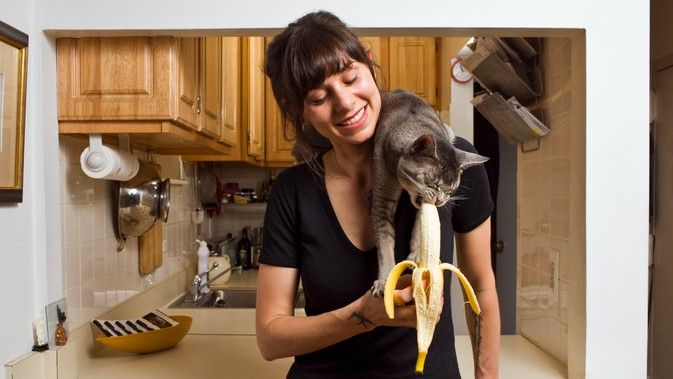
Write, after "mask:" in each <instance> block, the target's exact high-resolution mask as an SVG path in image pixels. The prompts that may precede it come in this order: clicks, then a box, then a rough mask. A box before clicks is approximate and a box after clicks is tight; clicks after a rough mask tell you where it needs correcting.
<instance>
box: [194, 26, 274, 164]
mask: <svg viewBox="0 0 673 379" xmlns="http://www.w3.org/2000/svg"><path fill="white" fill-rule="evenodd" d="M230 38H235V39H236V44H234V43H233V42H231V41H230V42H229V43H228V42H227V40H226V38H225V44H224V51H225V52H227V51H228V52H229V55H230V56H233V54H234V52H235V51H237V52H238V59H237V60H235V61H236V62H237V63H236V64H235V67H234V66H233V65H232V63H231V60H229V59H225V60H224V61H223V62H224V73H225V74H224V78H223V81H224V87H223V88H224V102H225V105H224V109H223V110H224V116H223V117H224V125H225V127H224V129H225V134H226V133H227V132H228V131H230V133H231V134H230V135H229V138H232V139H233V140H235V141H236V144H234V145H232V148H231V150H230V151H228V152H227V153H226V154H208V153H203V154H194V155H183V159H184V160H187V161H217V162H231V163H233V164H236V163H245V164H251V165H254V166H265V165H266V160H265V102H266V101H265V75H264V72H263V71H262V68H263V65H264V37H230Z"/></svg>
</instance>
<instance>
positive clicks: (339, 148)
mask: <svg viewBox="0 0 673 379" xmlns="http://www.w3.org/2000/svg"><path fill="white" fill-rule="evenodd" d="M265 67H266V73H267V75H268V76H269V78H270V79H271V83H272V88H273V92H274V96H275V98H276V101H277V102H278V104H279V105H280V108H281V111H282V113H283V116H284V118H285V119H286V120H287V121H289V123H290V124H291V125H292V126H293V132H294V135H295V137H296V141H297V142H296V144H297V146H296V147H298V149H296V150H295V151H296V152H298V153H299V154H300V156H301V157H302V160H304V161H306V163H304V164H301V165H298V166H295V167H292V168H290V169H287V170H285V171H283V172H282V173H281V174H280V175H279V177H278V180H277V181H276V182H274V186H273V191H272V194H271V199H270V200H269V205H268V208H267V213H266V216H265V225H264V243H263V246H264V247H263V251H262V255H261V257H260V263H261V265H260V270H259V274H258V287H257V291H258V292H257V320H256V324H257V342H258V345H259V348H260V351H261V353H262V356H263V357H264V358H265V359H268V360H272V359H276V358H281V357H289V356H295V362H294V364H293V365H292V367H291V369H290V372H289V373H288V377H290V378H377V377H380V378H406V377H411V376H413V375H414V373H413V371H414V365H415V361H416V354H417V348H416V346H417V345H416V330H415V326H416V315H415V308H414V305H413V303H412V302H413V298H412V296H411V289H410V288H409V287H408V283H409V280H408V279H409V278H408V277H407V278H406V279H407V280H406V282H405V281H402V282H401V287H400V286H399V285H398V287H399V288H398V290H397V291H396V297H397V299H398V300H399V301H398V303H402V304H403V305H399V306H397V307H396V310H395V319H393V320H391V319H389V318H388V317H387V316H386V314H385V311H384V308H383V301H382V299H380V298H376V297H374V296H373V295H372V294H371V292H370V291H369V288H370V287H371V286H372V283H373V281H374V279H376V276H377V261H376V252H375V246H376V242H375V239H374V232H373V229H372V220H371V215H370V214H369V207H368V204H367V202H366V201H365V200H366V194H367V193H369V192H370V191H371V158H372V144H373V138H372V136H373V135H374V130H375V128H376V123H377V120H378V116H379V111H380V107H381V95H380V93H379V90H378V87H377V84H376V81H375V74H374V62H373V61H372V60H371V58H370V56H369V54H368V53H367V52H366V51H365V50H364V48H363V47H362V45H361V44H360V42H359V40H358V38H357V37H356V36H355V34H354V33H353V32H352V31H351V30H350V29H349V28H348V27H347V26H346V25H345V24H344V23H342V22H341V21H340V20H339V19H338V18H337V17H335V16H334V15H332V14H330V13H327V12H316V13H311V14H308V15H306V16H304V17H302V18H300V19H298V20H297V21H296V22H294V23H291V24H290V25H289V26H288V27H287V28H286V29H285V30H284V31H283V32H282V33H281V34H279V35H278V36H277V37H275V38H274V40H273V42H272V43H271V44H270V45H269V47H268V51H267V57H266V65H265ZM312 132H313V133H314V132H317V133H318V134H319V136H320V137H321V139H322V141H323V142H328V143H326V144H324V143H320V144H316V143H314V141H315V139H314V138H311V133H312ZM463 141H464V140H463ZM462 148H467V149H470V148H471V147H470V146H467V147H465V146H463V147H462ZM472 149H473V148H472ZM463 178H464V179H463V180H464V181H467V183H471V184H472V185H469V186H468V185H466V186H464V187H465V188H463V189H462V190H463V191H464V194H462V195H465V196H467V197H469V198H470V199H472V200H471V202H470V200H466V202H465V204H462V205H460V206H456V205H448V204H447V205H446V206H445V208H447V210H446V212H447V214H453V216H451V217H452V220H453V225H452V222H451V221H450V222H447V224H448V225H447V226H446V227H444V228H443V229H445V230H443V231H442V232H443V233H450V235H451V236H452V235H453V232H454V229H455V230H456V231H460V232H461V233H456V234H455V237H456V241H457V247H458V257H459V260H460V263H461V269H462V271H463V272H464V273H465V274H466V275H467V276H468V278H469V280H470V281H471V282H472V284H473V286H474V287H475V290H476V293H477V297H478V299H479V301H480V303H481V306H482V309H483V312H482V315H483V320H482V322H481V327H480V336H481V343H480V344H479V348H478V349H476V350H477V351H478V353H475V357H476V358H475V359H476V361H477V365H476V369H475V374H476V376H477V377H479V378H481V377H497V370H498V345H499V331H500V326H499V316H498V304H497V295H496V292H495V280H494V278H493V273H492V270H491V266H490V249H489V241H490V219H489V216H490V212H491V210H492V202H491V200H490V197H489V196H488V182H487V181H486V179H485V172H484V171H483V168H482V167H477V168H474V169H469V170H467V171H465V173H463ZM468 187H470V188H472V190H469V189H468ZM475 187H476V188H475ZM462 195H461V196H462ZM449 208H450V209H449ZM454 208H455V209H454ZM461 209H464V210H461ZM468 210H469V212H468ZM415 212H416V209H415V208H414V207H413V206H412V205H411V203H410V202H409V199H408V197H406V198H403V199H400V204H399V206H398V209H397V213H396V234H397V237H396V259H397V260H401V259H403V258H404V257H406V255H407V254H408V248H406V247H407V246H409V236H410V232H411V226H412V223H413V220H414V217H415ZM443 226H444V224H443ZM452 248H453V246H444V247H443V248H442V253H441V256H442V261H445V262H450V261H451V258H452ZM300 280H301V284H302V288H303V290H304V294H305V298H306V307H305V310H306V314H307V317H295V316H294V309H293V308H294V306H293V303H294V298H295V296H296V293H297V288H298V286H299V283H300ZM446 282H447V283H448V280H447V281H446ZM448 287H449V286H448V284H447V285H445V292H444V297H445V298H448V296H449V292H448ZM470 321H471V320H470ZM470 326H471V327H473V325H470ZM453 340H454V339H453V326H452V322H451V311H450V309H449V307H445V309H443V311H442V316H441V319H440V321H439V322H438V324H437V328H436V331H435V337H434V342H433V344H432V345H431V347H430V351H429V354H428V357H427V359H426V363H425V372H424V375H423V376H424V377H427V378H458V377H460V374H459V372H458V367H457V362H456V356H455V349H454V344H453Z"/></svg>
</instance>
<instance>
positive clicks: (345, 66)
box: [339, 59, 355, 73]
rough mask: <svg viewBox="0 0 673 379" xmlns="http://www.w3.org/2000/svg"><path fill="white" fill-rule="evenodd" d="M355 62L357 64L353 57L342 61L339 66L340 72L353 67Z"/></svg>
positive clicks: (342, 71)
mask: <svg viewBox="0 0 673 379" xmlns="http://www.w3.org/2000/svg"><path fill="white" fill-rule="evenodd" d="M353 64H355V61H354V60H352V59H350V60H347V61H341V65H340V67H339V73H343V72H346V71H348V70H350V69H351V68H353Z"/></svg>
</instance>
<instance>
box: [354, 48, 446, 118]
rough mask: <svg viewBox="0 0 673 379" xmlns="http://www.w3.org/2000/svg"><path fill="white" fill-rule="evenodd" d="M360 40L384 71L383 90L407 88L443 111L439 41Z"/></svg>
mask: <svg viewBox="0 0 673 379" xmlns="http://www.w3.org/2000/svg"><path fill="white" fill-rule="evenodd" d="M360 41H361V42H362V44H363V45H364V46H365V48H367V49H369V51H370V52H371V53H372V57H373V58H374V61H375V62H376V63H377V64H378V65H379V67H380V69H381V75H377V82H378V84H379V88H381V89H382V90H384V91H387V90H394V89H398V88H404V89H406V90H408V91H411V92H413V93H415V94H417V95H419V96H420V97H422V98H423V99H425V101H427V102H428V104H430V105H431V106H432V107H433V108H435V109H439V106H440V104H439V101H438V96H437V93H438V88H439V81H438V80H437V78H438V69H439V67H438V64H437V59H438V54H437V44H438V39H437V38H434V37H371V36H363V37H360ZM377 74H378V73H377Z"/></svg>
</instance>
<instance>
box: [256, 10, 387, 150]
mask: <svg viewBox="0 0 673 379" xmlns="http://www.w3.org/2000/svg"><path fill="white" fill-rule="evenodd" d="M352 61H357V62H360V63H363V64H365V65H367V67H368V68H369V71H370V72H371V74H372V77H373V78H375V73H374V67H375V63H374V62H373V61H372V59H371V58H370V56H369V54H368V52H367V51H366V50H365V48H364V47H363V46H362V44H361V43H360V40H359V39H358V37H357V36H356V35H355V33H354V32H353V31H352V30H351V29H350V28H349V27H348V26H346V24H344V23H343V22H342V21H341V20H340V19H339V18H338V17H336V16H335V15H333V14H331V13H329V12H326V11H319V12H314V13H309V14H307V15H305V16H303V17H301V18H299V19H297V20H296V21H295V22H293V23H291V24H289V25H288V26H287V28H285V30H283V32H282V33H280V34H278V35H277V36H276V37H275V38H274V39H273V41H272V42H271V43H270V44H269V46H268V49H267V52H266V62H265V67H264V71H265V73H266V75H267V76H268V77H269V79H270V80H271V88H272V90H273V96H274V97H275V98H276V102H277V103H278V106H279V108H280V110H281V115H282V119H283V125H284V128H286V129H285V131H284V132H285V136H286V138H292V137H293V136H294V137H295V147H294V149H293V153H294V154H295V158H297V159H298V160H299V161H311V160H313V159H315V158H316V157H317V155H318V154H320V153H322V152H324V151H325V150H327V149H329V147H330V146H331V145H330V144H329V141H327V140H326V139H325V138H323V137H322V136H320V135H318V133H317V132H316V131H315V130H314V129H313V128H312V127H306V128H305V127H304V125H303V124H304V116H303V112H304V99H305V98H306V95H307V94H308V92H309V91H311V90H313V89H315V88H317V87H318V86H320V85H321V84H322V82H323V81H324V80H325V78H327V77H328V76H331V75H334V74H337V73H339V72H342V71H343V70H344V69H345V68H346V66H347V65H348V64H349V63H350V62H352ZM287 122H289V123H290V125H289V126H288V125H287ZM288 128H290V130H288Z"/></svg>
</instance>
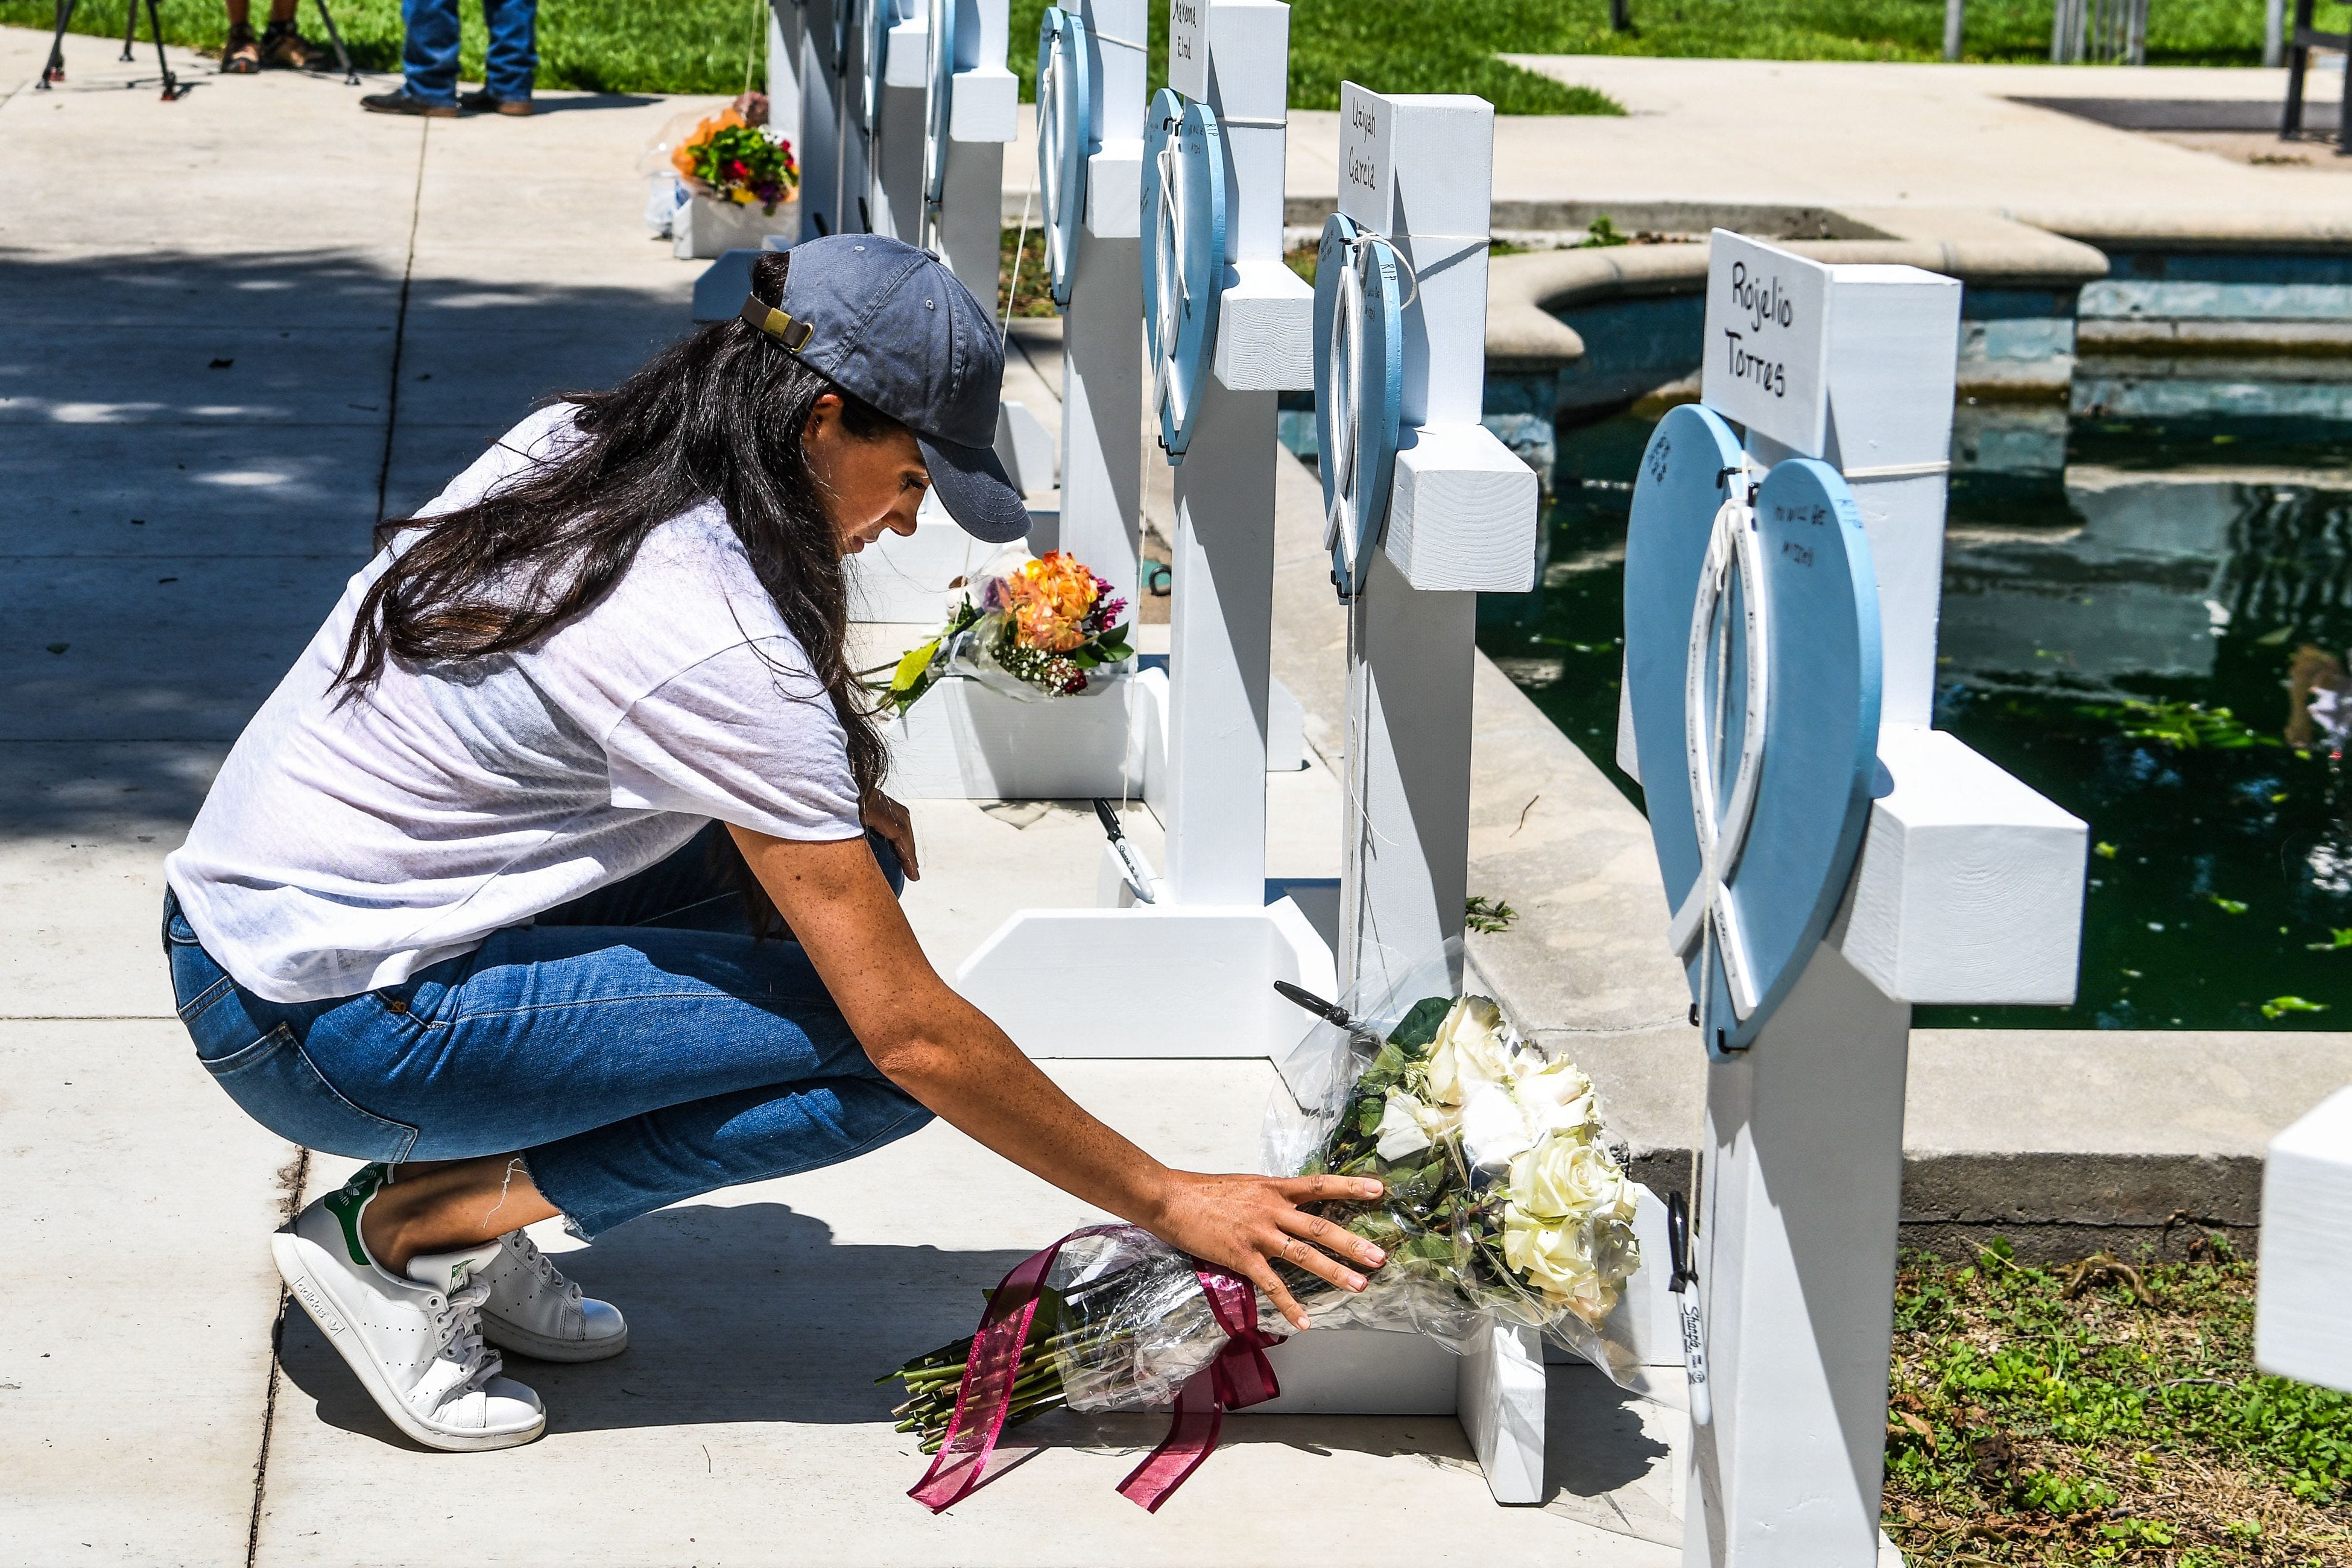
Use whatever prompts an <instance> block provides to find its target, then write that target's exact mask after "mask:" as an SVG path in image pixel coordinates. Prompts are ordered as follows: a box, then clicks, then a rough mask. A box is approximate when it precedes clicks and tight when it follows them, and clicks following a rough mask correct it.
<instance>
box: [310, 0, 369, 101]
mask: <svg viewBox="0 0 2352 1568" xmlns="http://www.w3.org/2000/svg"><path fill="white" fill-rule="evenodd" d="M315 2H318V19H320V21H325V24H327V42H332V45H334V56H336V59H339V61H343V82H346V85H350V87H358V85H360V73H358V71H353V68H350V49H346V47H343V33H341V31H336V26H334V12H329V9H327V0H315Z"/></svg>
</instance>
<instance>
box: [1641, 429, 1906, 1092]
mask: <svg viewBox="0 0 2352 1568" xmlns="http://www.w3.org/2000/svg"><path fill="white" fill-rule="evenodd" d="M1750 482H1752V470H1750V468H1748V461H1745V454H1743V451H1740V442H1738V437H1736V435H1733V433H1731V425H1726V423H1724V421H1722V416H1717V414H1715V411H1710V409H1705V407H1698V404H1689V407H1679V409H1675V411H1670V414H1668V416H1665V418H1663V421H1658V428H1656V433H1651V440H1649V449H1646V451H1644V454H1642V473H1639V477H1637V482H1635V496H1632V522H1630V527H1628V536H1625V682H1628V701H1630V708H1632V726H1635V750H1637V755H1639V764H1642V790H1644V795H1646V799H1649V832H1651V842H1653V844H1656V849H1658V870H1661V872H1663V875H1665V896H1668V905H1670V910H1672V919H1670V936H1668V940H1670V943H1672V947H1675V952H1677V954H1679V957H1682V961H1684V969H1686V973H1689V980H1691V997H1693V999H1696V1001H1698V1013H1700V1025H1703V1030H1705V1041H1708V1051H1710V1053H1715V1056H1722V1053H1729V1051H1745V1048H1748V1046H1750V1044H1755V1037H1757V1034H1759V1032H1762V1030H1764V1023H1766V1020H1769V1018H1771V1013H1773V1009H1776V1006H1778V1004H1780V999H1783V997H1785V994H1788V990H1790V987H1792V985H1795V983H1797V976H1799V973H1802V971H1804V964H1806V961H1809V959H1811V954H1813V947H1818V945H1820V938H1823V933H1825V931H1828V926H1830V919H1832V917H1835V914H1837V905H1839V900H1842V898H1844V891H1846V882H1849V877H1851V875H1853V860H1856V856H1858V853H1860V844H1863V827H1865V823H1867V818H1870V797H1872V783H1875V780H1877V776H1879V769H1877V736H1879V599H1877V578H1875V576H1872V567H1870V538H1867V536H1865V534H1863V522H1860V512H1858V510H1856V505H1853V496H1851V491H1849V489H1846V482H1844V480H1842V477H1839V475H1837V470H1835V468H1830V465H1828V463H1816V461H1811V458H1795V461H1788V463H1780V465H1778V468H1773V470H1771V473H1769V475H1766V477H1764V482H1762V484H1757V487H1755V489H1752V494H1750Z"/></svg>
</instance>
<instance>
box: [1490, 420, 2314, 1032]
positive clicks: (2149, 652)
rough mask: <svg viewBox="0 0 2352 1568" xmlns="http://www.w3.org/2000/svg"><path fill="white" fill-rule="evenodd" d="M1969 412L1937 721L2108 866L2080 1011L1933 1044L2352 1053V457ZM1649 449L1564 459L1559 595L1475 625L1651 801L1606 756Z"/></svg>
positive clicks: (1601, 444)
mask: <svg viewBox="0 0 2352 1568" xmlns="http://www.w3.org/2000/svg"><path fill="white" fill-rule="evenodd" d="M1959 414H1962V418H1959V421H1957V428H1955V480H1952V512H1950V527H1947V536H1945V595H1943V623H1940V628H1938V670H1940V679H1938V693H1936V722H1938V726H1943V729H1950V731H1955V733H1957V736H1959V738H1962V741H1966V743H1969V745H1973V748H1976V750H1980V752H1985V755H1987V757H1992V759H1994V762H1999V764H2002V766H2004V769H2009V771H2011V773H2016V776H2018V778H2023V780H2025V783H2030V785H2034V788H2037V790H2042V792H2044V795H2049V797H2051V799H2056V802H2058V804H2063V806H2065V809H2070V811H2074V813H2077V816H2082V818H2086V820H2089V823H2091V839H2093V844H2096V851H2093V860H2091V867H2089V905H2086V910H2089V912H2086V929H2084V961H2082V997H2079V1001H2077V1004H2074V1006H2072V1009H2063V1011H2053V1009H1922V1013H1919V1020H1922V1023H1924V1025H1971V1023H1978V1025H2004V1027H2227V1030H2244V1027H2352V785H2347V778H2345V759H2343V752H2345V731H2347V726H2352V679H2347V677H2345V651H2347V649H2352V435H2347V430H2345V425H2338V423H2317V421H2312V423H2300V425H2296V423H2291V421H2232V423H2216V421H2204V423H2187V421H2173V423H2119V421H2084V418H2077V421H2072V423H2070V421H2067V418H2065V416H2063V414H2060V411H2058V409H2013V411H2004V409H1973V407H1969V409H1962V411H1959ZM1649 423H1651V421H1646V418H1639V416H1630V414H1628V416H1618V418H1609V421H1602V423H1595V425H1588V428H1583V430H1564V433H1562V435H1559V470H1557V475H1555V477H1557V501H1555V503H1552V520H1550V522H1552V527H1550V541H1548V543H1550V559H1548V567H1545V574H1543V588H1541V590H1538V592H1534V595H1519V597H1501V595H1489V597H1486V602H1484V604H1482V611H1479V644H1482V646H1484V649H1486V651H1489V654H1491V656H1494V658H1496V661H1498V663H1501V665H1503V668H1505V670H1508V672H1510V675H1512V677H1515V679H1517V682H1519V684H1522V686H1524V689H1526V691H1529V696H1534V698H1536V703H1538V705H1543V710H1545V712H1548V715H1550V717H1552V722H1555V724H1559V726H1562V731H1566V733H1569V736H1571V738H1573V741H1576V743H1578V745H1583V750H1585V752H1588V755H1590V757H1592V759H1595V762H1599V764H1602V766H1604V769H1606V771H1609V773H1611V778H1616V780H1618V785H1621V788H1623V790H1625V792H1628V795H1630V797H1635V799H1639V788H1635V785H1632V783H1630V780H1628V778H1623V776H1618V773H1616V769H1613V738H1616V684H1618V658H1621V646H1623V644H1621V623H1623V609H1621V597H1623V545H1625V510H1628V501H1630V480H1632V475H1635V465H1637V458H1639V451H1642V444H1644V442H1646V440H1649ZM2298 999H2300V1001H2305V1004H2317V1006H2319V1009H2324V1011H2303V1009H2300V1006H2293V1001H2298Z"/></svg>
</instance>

⁂

AIM OF THE TASK
Please transcribe the items from their first line through the line containing "box: [194, 26, 274, 164]", with both ends included, and leave the pictures out of your answer.

SOLUTION FOR THIS PROBLEM
Write, after "mask:" in each <instance> block, the target's exact high-resolution mask as an SVG path in image pixels. The prompts that may precede it come in this order: clicks, then a box, then a rough mask. A box before clicks is approximate and a box after clicks is tight; clicks after a rough mask tell you where it needs correcting.
<instance>
box: [194, 26, 274, 164]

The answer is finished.